### WORK TO BE COMPLETED
From the listing below, render as a JSON list of strings the part that opens with the line containing "Where can you see the glowing" and closes with the line containing "column 127, row 168", one string per line and blank lines omitted.

[Point annotation dataset listing]

+ + +

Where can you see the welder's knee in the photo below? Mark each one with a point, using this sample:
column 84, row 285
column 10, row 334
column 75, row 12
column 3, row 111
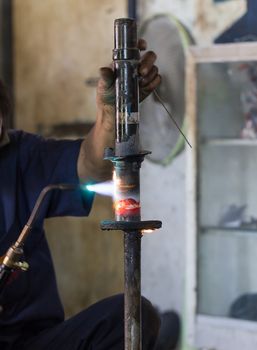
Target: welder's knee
column 150, row 324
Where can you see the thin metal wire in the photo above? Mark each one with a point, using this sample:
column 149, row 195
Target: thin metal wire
column 172, row 118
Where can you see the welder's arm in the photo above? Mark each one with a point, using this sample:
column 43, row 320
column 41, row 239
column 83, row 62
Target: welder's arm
column 91, row 165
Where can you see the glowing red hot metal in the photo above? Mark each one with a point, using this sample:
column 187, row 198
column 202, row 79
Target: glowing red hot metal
column 127, row 158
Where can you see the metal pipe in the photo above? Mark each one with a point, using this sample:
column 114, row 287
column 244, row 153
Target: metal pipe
column 132, row 290
column 132, row 9
column 127, row 168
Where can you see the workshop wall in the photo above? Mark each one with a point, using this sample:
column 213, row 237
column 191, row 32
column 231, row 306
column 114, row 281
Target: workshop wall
column 163, row 188
column 59, row 47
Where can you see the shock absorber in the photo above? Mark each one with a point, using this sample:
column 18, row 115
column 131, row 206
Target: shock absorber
column 127, row 158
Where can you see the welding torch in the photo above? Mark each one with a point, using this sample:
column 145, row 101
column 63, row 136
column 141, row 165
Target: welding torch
column 12, row 260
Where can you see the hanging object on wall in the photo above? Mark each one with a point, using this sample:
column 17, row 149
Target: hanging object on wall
column 169, row 38
column 244, row 29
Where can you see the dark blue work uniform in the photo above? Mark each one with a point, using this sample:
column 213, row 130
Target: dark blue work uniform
column 31, row 314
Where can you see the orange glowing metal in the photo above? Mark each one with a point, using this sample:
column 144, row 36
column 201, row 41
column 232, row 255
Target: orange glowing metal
column 127, row 207
column 147, row 231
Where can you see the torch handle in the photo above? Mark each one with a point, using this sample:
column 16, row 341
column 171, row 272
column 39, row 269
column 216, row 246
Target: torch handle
column 5, row 273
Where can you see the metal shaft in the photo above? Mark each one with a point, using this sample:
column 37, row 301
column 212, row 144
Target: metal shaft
column 132, row 291
column 127, row 167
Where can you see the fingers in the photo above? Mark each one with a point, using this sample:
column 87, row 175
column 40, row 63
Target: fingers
column 146, row 64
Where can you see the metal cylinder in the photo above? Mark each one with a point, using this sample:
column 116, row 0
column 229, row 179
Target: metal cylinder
column 127, row 191
column 126, row 58
column 127, row 162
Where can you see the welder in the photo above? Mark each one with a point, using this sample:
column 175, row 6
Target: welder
column 31, row 314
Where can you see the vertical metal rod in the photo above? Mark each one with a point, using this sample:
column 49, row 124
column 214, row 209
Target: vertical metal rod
column 127, row 167
column 132, row 276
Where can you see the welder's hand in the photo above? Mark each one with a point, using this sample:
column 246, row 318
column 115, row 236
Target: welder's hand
column 149, row 78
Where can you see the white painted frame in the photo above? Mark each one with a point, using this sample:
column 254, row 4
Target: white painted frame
column 205, row 332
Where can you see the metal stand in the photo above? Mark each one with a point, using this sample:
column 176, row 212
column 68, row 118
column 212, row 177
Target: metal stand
column 127, row 158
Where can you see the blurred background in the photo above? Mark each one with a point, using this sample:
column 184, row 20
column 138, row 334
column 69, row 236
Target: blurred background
column 50, row 54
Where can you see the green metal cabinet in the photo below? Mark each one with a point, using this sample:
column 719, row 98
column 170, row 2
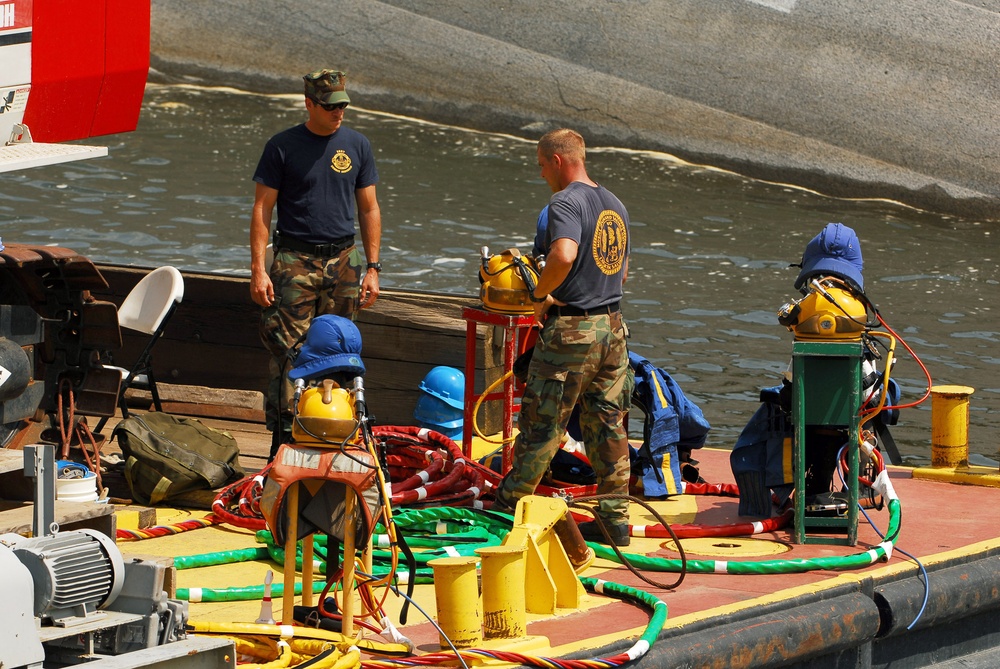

+ + +

### SOLUTION FOR THIS PROBLEM
[
  "Where can you see the glowing red hot metal in the photo above? Mark each one with a point, using this sample:",
  "column 187, row 198",
  "column 202, row 79",
  "Target: glowing red hot metal",
  "column 127, row 158",
  "Where can you see the metal pipe in the photo above? Mark each one with a point, using this sample:",
  "column 114, row 287",
  "column 244, row 153",
  "Target: metal pipe",
  "column 132, row 290",
  "column 132, row 9",
  "column 127, row 168"
]